● **TASK TO COMPLETE**
In the listing below, locate the line containing "Task: indicate one point per instance of the purple"; reproduce that line and all lines that follow it, unchanged.

● **TASK MATERIAL**
((

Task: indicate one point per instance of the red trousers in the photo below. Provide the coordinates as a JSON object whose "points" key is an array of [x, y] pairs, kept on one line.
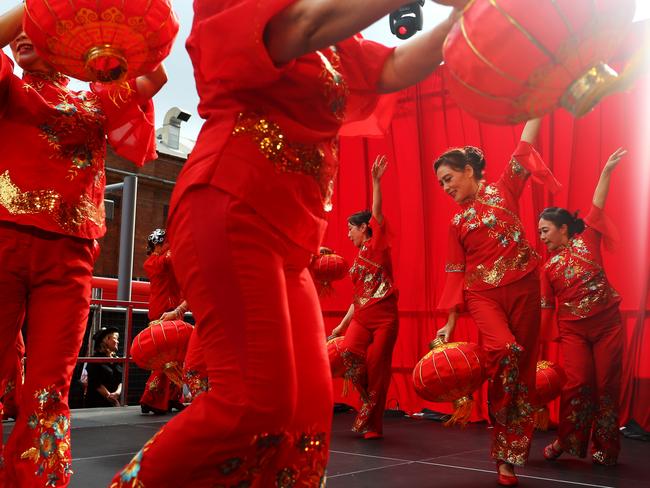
{"points": [[13, 384], [46, 278], [592, 352], [508, 319], [159, 391], [195, 372], [265, 420], [367, 353]]}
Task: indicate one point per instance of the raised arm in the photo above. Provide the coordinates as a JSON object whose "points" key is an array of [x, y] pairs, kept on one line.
{"points": [[11, 24], [308, 25], [531, 130], [151, 83], [602, 188], [378, 170], [416, 59]]}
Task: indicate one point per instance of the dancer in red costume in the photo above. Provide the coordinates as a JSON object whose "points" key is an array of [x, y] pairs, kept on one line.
{"points": [[160, 393], [492, 271], [590, 330], [51, 208], [277, 79], [371, 323]]}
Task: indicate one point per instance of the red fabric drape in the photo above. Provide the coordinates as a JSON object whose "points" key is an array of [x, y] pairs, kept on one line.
{"points": [[427, 122]]}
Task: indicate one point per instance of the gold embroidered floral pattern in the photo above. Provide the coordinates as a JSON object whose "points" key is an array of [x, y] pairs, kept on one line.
{"points": [[512, 410], [546, 302], [128, 477], [196, 383], [504, 227], [355, 371], [289, 157], [360, 424], [50, 453], [75, 131], [606, 440], [578, 411], [67, 215], [154, 384], [494, 274], [375, 280], [582, 281]]}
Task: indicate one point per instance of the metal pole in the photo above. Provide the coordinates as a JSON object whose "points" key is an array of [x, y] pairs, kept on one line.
{"points": [[113, 187], [127, 234]]}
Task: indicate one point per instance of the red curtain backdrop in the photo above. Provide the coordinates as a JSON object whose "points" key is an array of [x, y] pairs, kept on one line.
{"points": [[427, 122]]}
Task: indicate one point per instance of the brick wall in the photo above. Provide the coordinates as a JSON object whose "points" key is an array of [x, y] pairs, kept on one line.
{"points": [[155, 184]]}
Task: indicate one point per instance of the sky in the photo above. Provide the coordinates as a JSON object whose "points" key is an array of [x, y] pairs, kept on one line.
{"points": [[180, 91]]}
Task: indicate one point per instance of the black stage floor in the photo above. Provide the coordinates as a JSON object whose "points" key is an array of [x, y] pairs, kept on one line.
{"points": [[415, 453]]}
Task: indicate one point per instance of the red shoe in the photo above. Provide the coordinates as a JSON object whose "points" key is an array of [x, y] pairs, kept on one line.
{"points": [[505, 479], [372, 435], [551, 453], [600, 458]]}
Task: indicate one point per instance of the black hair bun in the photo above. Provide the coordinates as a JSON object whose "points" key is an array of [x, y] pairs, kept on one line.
{"points": [[475, 157]]}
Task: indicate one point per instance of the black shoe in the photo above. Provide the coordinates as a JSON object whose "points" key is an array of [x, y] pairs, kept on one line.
{"points": [[147, 409], [176, 405]]}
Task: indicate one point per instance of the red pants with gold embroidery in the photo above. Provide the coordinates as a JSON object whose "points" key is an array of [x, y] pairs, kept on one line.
{"points": [[266, 418], [367, 352], [508, 320], [592, 352], [159, 391], [14, 382], [46, 278]]}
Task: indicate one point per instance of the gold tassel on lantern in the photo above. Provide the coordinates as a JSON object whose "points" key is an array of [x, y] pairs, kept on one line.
{"points": [[542, 418], [174, 372], [462, 412]]}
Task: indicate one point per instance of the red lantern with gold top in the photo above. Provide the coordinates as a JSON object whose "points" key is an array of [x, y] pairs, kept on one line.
{"points": [[512, 60], [450, 372], [162, 346], [334, 354], [328, 267], [102, 40], [549, 380]]}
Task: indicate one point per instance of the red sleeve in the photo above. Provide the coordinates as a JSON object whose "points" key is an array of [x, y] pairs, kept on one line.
{"points": [[364, 64], [525, 162], [227, 42], [6, 72], [548, 330], [130, 121], [380, 234], [452, 295], [600, 222]]}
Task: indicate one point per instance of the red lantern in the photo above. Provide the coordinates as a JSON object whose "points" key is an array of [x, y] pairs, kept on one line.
{"points": [[101, 40], [549, 380], [334, 353], [450, 372], [163, 345], [509, 60], [328, 267]]}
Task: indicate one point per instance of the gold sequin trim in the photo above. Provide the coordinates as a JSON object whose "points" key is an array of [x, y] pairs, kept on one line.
{"points": [[68, 216], [494, 275], [290, 157], [454, 268]]}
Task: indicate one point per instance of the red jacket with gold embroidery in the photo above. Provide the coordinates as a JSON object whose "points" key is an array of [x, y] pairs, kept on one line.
{"points": [[54, 147], [487, 247], [164, 291], [372, 271], [270, 136], [574, 275]]}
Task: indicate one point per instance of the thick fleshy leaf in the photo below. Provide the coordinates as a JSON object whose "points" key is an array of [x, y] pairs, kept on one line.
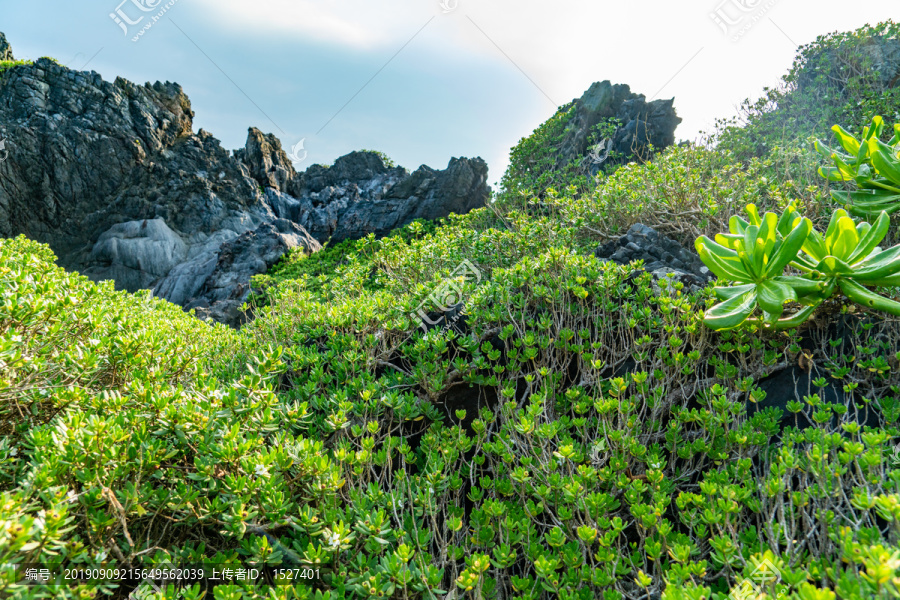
{"points": [[836, 216], [722, 261], [772, 295], [884, 160], [728, 292], [868, 298], [880, 264], [807, 288], [870, 238], [737, 225], [768, 236], [732, 312], [831, 265], [732, 241], [754, 214], [751, 251], [849, 143], [814, 246], [844, 240], [865, 203]]}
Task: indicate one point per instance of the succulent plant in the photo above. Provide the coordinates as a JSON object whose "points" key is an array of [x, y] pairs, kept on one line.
{"points": [[754, 256]]}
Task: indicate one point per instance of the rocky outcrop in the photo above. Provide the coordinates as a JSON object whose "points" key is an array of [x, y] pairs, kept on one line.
{"points": [[113, 178], [640, 125], [359, 194], [661, 255]]}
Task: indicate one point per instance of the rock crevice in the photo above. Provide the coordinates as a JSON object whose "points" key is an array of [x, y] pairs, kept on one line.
{"points": [[112, 176]]}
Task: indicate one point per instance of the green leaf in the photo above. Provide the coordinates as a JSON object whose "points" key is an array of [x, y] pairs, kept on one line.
{"points": [[727, 292], [790, 247], [871, 238], [884, 160], [723, 262], [868, 298], [732, 312], [850, 143], [772, 295]]}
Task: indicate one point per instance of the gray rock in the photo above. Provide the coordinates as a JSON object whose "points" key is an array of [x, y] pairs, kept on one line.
{"points": [[641, 124], [113, 178], [661, 255], [226, 285], [136, 253]]}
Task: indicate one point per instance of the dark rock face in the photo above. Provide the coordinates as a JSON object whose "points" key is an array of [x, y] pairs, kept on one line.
{"points": [[359, 194], [113, 178], [642, 124], [661, 255]]}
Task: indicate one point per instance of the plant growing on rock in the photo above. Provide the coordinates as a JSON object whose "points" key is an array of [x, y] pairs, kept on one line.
{"points": [[755, 254], [872, 165]]}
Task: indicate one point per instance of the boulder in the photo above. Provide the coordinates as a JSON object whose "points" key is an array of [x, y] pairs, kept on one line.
{"points": [[113, 178], [226, 282], [640, 125]]}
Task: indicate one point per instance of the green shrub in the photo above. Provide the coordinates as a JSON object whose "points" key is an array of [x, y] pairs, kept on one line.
{"points": [[871, 166]]}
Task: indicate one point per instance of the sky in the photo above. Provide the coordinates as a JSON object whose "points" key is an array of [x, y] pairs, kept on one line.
{"points": [[427, 80]]}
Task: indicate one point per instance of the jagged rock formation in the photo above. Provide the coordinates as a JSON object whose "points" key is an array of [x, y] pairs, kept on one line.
{"points": [[113, 178], [661, 256], [359, 194], [641, 124]]}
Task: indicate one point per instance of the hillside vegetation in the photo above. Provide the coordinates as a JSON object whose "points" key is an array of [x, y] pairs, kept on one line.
{"points": [[478, 408]]}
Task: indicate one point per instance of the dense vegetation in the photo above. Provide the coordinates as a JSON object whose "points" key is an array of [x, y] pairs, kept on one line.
{"points": [[577, 433]]}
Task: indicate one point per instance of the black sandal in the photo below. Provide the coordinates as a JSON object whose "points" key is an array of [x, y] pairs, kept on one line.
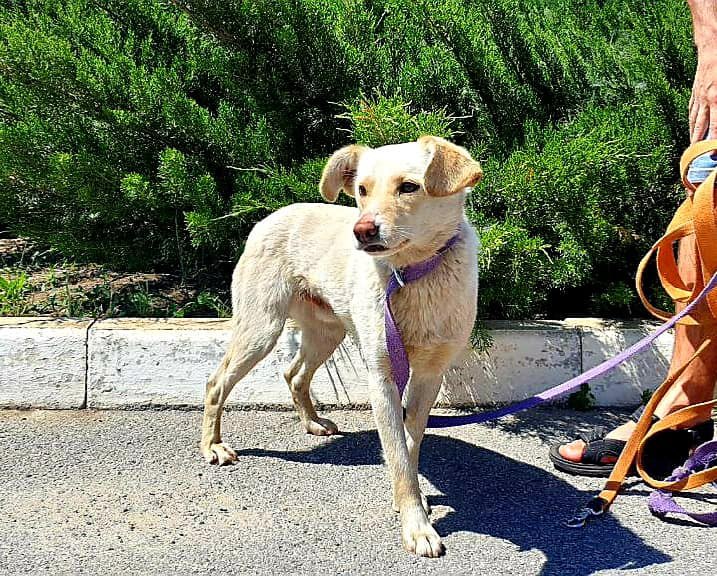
{"points": [[664, 452]]}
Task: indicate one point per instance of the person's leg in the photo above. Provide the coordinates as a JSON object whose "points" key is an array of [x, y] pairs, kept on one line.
{"points": [[697, 382]]}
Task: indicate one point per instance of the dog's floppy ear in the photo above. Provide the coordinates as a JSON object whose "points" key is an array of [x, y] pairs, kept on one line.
{"points": [[451, 168], [340, 172]]}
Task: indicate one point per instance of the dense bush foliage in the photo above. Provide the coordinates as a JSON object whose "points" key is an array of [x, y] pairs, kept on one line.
{"points": [[152, 134]]}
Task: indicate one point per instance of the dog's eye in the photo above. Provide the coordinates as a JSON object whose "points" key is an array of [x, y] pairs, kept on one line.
{"points": [[408, 187]]}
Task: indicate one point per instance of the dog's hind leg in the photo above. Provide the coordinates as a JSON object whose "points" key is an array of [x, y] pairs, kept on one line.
{"points": [[318, 341], [258, 324]]}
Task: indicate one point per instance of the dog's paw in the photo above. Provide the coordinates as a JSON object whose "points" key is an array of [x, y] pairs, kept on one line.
{"points": [[422, 539], [321, 427], [220, 454]]}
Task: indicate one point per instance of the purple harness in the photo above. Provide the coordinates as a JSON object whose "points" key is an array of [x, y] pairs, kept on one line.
{"points": [[661, 502]]}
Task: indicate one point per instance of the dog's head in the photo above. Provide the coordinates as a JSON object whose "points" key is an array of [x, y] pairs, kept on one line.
{"points": [[407, 194]]}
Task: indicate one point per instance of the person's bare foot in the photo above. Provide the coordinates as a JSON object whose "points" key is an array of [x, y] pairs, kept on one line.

))

● **RESPONSE TO THE TASK**
Task: indicate one point per instance of the purple harness in the photo above. Provide the coordinates as a JSON object whose "points" key is an array of [x, y] pairs, kept on one line.
{"points": [[661, 502]]}
Task: indicate one point per instance of the dog's head in the photo above. Provide the coordinates as a JSON object whose "points" key is an array of [x, y] pairs, kept on one line.
{"points": [[407, 194]]}
Task: indicate one point per instance of the person's bare foot in the photo above. Provide the coordinates as a JSON object whose "points" key is an array of [x, y] pairs, kept on one line.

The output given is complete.